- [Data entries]
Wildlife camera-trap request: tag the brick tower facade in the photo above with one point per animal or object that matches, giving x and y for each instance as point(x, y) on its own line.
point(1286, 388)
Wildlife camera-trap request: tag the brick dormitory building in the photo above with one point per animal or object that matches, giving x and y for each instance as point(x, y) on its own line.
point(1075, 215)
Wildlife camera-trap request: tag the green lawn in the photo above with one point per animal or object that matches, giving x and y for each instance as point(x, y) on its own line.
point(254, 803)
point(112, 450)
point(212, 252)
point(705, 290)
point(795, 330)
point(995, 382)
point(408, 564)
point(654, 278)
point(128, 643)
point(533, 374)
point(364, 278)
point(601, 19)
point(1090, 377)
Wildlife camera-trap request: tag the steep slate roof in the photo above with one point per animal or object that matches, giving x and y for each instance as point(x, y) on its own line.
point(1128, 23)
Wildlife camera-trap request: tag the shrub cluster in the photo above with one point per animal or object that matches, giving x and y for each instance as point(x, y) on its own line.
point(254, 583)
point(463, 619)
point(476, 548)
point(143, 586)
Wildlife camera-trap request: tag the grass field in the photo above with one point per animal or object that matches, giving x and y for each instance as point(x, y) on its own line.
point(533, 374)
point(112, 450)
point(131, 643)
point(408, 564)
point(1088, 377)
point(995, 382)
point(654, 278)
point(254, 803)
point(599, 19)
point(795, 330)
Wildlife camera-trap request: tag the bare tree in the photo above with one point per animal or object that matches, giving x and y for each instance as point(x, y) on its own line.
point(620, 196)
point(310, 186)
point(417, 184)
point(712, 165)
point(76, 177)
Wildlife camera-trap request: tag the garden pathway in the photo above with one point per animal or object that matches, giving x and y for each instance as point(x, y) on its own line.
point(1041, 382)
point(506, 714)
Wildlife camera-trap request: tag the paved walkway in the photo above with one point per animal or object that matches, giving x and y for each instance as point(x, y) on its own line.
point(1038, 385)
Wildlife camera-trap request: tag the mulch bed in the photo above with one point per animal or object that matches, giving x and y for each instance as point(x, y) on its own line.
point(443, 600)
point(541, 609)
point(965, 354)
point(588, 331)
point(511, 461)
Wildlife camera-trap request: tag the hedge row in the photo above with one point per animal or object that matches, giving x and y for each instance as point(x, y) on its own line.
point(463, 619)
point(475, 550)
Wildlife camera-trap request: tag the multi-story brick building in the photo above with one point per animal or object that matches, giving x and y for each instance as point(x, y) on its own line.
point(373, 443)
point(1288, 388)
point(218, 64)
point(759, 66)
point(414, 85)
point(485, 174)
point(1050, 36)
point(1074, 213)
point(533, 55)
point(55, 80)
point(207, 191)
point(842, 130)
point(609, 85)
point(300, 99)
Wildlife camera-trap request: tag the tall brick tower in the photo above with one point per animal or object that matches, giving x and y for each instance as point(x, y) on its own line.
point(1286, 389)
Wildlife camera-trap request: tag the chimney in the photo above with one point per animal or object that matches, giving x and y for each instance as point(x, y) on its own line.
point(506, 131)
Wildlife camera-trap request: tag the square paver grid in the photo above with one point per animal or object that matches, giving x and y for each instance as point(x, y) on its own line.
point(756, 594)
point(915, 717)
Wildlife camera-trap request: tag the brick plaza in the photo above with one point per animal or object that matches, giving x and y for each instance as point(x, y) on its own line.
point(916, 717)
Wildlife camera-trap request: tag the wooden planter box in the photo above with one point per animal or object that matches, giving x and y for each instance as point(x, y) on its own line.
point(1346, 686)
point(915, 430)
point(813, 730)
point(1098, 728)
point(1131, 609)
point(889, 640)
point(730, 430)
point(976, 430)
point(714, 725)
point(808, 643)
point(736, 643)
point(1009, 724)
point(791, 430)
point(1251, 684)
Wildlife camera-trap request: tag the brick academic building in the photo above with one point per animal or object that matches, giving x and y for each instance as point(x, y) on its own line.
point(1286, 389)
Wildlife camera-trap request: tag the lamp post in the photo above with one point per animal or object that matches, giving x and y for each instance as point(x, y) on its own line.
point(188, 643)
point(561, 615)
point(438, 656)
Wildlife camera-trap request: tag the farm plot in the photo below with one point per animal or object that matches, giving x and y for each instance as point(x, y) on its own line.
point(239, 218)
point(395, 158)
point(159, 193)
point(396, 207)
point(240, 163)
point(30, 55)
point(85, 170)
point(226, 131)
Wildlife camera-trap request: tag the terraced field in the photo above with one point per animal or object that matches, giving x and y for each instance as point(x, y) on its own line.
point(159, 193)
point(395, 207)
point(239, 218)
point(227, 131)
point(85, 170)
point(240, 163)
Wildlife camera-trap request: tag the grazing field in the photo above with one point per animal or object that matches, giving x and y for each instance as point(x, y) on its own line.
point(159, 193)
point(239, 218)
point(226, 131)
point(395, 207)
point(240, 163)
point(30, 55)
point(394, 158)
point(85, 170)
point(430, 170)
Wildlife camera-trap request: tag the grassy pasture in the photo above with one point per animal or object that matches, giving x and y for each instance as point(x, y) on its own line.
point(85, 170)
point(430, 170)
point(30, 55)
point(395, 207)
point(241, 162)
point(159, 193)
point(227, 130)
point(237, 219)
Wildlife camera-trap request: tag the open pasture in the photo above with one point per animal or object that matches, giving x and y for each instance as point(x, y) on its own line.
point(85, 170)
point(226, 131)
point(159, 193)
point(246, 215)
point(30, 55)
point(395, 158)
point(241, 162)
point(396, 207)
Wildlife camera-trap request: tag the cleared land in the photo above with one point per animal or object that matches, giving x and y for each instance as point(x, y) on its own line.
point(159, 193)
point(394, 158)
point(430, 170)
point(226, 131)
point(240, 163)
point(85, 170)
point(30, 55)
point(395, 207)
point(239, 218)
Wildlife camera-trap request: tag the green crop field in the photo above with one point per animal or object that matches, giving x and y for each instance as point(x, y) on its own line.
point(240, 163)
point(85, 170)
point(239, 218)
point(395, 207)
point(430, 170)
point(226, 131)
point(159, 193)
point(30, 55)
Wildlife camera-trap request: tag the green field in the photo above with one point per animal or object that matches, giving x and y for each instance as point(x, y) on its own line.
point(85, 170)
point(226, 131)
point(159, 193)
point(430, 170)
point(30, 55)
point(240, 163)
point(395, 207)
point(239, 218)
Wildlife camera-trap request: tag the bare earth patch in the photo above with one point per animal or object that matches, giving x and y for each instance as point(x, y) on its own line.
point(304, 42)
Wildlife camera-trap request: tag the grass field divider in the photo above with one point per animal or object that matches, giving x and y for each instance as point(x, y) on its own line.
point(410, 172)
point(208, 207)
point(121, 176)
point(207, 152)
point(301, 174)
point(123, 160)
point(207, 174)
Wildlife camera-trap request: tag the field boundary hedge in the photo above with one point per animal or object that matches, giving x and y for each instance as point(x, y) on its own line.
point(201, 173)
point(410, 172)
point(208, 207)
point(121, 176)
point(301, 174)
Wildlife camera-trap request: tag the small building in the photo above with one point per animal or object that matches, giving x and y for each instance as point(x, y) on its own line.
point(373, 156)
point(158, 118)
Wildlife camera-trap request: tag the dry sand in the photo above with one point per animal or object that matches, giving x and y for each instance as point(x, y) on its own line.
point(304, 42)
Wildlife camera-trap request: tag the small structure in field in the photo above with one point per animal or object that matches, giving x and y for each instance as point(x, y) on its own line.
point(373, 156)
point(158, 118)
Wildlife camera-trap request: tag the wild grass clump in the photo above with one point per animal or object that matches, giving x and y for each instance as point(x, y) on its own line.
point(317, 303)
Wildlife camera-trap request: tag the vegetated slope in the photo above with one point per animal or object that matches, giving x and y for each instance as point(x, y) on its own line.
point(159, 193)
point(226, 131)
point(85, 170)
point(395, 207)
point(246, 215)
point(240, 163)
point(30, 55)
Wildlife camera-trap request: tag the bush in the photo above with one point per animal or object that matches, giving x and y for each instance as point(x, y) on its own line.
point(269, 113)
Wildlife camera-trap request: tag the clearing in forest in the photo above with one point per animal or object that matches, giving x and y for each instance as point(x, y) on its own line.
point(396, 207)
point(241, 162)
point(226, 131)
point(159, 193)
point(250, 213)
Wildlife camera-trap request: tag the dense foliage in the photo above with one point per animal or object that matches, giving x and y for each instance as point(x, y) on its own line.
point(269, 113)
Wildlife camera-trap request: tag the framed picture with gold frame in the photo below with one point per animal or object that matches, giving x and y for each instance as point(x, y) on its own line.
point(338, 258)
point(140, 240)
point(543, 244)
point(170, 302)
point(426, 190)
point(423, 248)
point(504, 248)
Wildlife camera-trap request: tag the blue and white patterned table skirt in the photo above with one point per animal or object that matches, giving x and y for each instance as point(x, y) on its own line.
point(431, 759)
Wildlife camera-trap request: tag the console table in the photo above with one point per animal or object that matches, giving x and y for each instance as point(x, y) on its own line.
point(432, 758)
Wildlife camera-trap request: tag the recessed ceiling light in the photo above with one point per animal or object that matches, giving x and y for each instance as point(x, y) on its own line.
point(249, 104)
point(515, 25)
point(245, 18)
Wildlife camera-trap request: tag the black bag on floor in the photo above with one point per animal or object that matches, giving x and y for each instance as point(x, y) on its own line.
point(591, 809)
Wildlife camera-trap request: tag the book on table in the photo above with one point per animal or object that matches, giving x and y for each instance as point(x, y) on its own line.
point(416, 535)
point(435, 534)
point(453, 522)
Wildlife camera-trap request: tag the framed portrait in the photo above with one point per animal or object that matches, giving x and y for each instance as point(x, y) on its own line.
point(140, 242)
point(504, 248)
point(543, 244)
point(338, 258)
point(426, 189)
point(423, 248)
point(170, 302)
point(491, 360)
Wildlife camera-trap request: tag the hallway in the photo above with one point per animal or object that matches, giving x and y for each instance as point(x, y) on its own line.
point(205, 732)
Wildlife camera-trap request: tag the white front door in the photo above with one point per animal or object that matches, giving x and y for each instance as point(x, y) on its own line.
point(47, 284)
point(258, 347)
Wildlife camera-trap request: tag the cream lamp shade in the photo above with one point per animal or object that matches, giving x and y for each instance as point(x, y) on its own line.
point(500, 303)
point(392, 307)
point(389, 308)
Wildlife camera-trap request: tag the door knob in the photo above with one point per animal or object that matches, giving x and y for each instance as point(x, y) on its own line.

- [WORK ORDER] Your answer must consist only of the lines from the one containing "Wildlife camera-trap request: tag the cream" through the last line of the data above, both included, exactly as written.

- [YOUR SOLUTION]
Wildlife camera-trap request: tag the cream lamp shade in the photo above with one point per animal or object that matches, giving x and y for each instance as point(x, y) on its own line.
point(500, 303)
point(392, 307)
point(389, 308)
Wildlife camera-trap request: tag the door knob in the photo above with one point per animal or object that matches, giving x and y for each instance as point(x, y) on its own line.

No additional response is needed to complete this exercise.